What you have to do »
Omit all pictures, then retype the data exactly as given.
── Record extracts
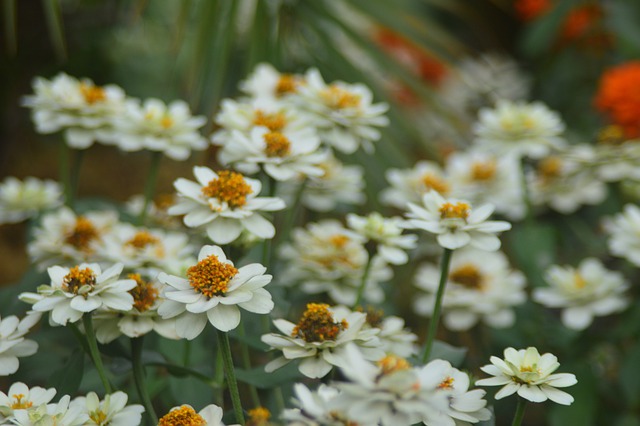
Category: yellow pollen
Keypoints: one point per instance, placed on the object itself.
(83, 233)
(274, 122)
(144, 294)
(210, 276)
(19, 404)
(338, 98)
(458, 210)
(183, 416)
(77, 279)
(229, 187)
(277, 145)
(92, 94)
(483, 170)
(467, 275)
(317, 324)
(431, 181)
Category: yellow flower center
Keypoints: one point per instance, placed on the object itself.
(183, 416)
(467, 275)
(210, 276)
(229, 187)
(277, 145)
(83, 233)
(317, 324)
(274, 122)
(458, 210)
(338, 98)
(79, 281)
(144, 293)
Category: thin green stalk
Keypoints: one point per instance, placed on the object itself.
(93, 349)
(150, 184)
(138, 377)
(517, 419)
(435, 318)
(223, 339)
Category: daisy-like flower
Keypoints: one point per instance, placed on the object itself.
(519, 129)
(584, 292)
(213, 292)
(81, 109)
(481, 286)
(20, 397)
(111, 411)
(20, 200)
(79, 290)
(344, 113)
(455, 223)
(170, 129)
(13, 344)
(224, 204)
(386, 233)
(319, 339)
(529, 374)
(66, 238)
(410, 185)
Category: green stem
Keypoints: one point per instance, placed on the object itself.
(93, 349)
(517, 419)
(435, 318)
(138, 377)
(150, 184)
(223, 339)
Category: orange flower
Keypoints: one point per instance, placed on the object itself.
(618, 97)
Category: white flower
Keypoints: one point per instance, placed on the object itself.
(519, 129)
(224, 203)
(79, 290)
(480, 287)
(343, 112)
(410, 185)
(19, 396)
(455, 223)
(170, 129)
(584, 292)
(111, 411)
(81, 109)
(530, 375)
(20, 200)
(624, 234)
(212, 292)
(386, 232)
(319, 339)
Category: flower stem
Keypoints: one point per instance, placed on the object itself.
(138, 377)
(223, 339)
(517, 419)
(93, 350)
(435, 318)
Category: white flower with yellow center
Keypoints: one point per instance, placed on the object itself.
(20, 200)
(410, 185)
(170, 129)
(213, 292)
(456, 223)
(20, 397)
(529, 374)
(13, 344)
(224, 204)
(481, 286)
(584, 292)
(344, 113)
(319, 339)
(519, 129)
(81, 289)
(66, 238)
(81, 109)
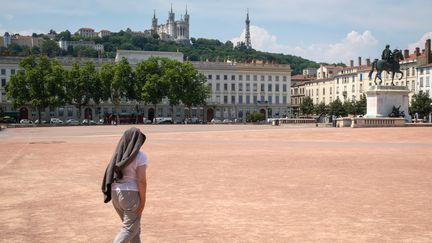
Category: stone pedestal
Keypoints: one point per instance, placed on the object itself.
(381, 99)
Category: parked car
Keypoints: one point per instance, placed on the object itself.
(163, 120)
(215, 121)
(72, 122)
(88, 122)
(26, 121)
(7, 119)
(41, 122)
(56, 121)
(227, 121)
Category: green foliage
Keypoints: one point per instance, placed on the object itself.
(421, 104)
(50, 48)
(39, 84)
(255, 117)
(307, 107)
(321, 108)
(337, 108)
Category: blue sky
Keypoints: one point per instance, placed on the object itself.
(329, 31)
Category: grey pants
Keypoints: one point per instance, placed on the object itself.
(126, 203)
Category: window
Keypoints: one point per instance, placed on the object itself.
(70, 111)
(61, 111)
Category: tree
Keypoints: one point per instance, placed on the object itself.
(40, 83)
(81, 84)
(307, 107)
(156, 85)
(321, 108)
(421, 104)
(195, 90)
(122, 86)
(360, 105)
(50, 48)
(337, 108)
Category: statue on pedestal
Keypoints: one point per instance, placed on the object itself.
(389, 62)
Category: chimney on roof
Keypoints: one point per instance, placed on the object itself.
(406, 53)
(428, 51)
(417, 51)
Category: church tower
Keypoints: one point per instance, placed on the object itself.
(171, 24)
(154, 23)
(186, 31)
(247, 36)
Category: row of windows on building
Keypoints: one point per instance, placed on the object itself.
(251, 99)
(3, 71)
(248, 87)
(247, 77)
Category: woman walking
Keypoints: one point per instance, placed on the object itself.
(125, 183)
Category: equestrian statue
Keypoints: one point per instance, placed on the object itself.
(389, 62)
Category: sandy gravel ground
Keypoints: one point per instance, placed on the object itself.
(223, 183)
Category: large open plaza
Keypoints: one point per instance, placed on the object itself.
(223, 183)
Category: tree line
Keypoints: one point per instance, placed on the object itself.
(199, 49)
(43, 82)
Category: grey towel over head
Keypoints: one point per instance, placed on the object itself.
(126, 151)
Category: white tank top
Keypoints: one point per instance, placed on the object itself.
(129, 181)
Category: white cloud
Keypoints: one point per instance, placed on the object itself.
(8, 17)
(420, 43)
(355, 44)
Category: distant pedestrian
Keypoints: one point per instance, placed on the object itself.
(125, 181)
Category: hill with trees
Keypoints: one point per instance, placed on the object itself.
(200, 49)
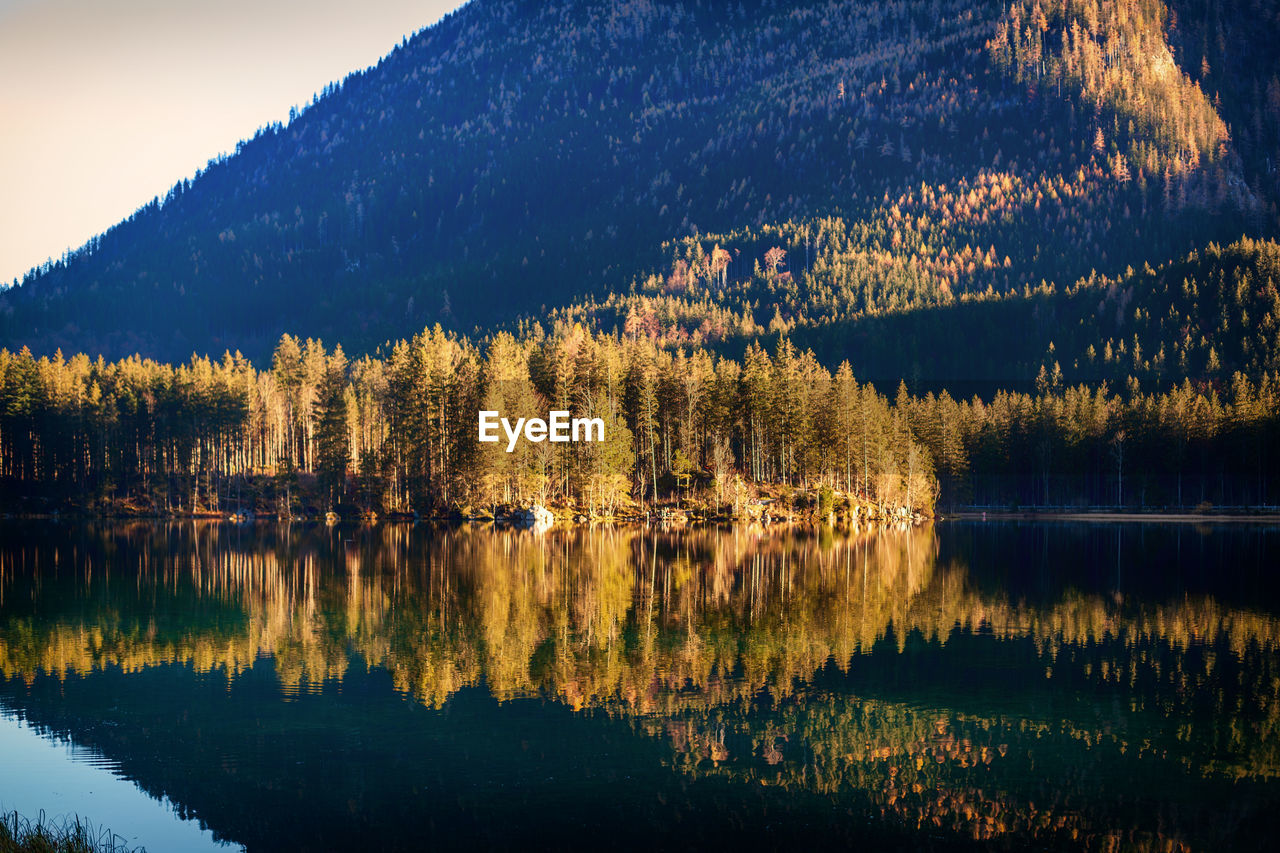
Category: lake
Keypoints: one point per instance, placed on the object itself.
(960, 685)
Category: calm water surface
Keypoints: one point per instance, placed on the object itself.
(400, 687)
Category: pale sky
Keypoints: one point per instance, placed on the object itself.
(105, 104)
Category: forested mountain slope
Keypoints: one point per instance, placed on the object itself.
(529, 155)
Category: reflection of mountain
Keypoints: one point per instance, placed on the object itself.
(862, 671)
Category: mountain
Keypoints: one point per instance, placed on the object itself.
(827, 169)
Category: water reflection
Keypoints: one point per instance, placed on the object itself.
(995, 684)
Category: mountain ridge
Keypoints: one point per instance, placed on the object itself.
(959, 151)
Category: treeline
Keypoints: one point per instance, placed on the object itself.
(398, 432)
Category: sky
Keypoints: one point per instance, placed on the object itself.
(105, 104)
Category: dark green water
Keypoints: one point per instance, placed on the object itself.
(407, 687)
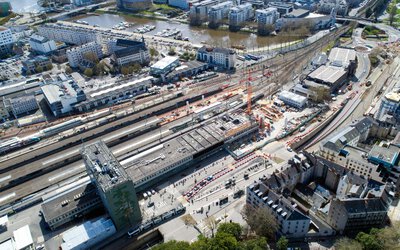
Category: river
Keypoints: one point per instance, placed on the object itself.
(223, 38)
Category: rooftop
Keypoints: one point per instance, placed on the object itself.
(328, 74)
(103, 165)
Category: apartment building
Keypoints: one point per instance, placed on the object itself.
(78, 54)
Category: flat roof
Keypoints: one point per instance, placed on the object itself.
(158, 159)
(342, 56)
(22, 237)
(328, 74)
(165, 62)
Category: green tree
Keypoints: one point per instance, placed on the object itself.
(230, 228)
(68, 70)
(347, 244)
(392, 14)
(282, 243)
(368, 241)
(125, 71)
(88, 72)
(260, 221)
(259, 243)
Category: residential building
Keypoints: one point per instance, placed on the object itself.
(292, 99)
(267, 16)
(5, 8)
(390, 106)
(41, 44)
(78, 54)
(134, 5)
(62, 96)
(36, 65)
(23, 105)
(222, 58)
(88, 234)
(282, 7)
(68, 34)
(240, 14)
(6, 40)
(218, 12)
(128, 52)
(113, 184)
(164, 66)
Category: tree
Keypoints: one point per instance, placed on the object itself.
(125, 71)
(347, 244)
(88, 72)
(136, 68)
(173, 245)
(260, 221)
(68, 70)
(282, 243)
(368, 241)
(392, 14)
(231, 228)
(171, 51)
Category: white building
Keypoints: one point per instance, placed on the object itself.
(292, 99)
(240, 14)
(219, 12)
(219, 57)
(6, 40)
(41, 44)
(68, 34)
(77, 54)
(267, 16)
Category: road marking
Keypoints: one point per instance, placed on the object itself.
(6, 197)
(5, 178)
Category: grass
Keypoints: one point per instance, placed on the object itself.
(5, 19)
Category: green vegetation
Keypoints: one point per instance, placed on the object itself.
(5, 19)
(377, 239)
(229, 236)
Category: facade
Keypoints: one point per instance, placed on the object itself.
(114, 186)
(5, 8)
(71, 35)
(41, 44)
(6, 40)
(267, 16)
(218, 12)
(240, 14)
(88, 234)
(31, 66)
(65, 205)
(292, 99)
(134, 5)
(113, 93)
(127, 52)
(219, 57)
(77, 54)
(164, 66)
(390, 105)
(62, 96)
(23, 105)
────
Worked solution »
Category: yellow pollen
Keypoints: one point per instance, placed on the object itself.
(83, 233)
(274, 122)
(144, 294)
(210, 276)
(19, 404)
(338, 98)
(458, 210)
(183, 416)
(77, 279)
(229, 187)
(277, 145)
(92, 94)
(483, 170)
(467, 275)
(317, 324)
(431, 181)
Category: yellow flower center
Keypoints: one point per instance, placed on the object itself.
(183, 416)
(467, 275)
(210, 276)
(229, 187)
(277, 145)
(83, 233)
(317, 324)
(274, 122)
(458, 210)
(338, 98)
(79, 281)
(144, 293)
Category: thin green stalk
Keypoints: one point per instance, placed on the object itself.
(93, 349)
(150, 184)
(138, 377)
(517, 419)
(435, 318)
(223, 339)
Category: daisy-like flower
Keypoints: one point per instance, placed on the object itself.
(519, 129)
(584, 292)
(213, 292)
(81, 109)
(481, 286)
(20, 397)
(111, 411)
(20, 200)
(79, 290)
(344, 113)
(455, 223)
(170, 129)
(13, 344)
(224, 204)
(386, 233)
(319, 339)
(529, 374)
(66, 238)
(410, 185)
Category: green stem
Keypoints: one point per instance, placed on the object itself.
(93, 349)
(517, 419)
(435, 318)
(138, 377)
(150, 184)
(223, 339)
Category: orange flower
Keypoints: one point per instance, placed on the object itself.
(618, 97)
Category: white flower
Keypoints: one point per instance, placed on the object itself.
(519, 129)
(224, 203)
(79, 290)
(480, 287)
(343, 112)
(410, 185)
(19, 396)
(455, 223)
(170, 129)
(584, 292)
(111, 411)
(81, 109)
(530, 375)
(20, 200)
(624, 234)
(212, 292)
(386, 232)
(319, 339)
Category: flower stem
Keypoints: one point per instance, placed on the object itself.
(138, 377)
(223, 339)
(517, 419)
(93, 350)
(435, 318)
Category: white flower with yellow center
Keypoints: one point per instance, placed on the object itself.
(20, 200)
(410, 185)
(170, 129)
(213, 292)
(456, 223)
(20, 397)
(529, 374)
(13, 344)
(224, 204)
(481, 286)
(584, 292)
(344, 113)
(319, 339)
(519, 129)
(81, 289)
(66, 238)
(81, 109)
Category: stone pedestal
Keypoints: one point per instance, placed on the object itself.
(381, 99)
Category: parked car
Keypoints: one point per instance, placed on the object itself.
(163, 120)
(215, 121)
(72, 122)
(88, 122)
(26, 121)
(7, 119)
(41, 122)
(56, 121)
(227, 121)
Category: green foliage
Keypoints: one point per instance, placed on the object itself.
(421, 104)
(50, 48)
(39, 84)
(255, 117)
(307, 107)
(321, 108)
(337, 108)
Category: blue sky
Keypoints: one point per instance, placed on the object itself.
(329, 31)
Category: grey pants
Keypoints: one point per instance, placed on the object itself.
(126, 203)
Category: window
Keypoints: one point per instance, placed on the object itself.
(70, 111)
(61, 111)
Category: tree
Keypoints: one point per instance, placed on the object itself.
(40, 83)
(81, 84)
(307, 107)
(156, 85)
(321, 108)
(421, 104)
(195, 90)
(122, 86)
(360, 105)
(50, 48)
(337, 108)
Category: statue on pedestal
Keypoints: one point per instance, placed on the object itself.
(389, 62)
Category: chimney on roof
Keypoints: one point per instance, placed on the object itself.
(406, 53)
(428, 51)
(417, 51)
Category: church tower
Keypoints: one point per instance, placed on the object itself.
(171, 24)
(154, 23)
(186, 31)
(247, 36)
Category: row of windows on building
Keypoints: one point per instance, placed on the object itself.
(251, 99)
(3, 71)
(248, 87)
(247, 77)
Category: woman walking
Keypoints: one point per instance, placed on the object itself.
(125, 183)
Category: equestrian statue
Keypoints: one point per instance, placed on the object itself.
(389, 62)
Category: sandy gravel ground
Keypoints: one point per instance, placed on the object itself.
(223, 183)
Category: large open plaza
Keypoints: one point per instance, placed on the object itself.
(223, 183)
Category: tree line
Keypoints: one point per instance, placed on the object itself.
(199, 49)
(43, 82)
Category: grey towel over head
Keypoints: one point per instance, placed on the object itself.
(126, 151)
Category: white tank top
Keypoints: one point per instance, placed on the object itself.
(129, 181)
Category: white cloud
Keypoints: one point per instance, placed on the object itself.
(8, 17)
(420, 43)
(355, 44)
Category: distant pedestrian
Keypoints: one point per instance, placed on the object itself.
(125, 181)
Category: hill with trees
Keypoints: one point per instance, placed on the object itself.
(200, 49)
Category: lake
Keypoints: one point per instance, placed on the object itself.
(960, 685)
Category: calm water surface
Keypoints: one point per instance, placed on the object itself.
(400, 687)
Category: pale sky
Keypoints: one point per instance, placed on the object itself.
(105, 104)
Category: forested mountain slope
Keypoints: one point per instance, placed on the object itself.
(529, 155)
Category: reflection of mountain
Keypoints: one point per instance, placed on the object itself.
(862, 671)
Category: mountain
Keypoints: one point per instance, placed on the object itself.
(827, 169)
Category: water reflection
Keypoints: one point per instance, placed on the object itself.
(995, 684)
Category: mountain ridge
Keypoints: one point per instance, placed on the object itself.
(959, 151)
Category: treeline
Keypoints: one point per instance, placed on the object itself.
(398, 432)
Category: sky
Keypoints: one point per instance, placed on the object itself.
(105, 104)
Category: dark green water
Keypoints: one point per instance, placed on the object itself.
(407, 687)
Category: river
Keypoints: one point per instance, placed on the object itself.
(223, 38)
Category: rooftop
Keypoints: one point per instance, placed on the object itself.
(328, 74)
(103, 165)
Category: apartment building
Keypoints: one point per instance, placed on the object itself.
(78, 54)
Category: flat roof
Keypoints: one point per instance, placed on the object itself.
(158, 159)
(342, 56)
(22, 237)
(328, 74)
(165, 62)
Category: green tree
Keypoints: one point per instance, placed on the object itself.
(230, 228)
(68, 70)
(347, 244)
(392, 14)
(282, 243)
(368, 241)
(125, 71)
(88, 72)
(260, 221)
(259, 243)
Category: residential building
Keypoints: one point per instance, placed on the object itself.
(292, 99)
(267, 16)
(5, 8)
(390, 106)
(41, 44)
(78, 54)
(134, 5)
(62, 96)
(36, 65)
(23, 105)
(222, 58)
(88, 234)
(282, 7)
(68, 34)
(240, 14)
(6, 40)
(218, 12)
(128, 52)
(113, 184)
(164, 66)
Category: tree
Keypoints: one point per instance, placed on the object itself.
(125, 71)
(347, 244)
(88, 72)
(136, 68)
(173, 245)
(260, 221)
(68, 70)
(282, 243)
(368, 241)
(392, 14)
(231, 228)
(171, 51)
Category: white building
Keypoints: one point per instance, placed on the object itself.
(292, 99)
(240, 14)
(219, 12)
(219, 57)
(6, 40)
(41, 44)
(68, 34)
(77, 54)
(267, 16)
Category: road marking
Keypoints: one point per instance, placed on the object itself.
(6, 197)
(5, 178)
Category: grass
Keypoints: one point per instance, placed on the object itself.
(5, 19)
Category: green vegetation
Keypoints: one point per instance, placed on the object itself.
(5, 19)
(377, 239)
(229, 236)
Category: facade
Keypoints: one point per instance, placed on the object itself.
(114, 186)
(5, 8)
(71, 35)
(41, 44)
(6, 40)
(267, 16)
(218, 12)
(240, 14)
(88, 234)
(31, 66)
(65, 205)
(292, 99)
(134, 5)
(113, 93)
(127, 52)
(219, 57)
(77, 54)
(164, 66)
(390, 105)
(62, 96)
(23, 105)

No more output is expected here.